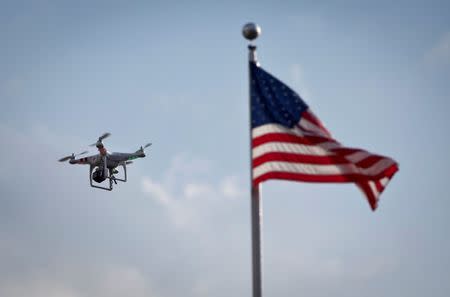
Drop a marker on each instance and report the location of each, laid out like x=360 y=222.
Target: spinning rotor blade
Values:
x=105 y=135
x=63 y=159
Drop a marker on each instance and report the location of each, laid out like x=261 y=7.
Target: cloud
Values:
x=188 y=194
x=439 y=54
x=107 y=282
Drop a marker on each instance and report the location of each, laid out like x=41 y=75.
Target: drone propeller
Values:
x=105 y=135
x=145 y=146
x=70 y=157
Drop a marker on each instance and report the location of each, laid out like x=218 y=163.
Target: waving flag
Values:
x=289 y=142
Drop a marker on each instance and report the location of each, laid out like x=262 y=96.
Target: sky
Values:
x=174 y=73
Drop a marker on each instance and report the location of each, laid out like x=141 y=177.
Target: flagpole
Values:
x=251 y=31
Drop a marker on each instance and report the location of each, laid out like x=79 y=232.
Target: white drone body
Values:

==

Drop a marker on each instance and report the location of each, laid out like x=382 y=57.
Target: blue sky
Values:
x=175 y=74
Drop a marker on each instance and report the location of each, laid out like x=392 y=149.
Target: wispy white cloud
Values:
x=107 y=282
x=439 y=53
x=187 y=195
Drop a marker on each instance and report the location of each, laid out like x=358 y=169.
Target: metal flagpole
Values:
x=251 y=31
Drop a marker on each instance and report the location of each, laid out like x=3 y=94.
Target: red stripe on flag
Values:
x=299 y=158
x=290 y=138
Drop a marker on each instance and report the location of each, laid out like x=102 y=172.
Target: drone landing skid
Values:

---

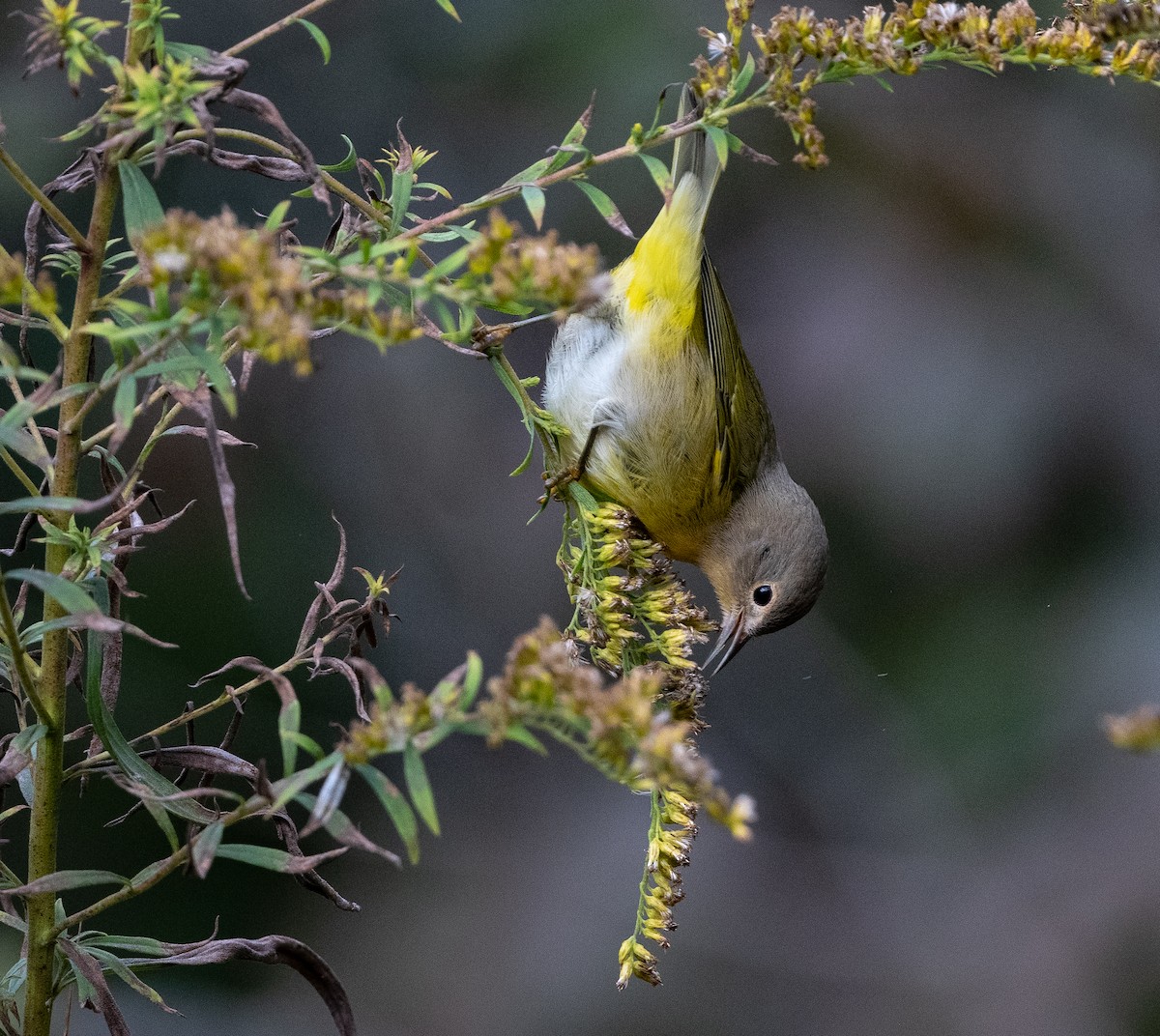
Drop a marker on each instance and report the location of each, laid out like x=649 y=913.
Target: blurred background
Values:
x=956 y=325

## Description of the task
Which lines in the data above hold the string "flagpole"? Return each of them.

## Solution for this exercise
Target: flagpole
Target: metal flagpole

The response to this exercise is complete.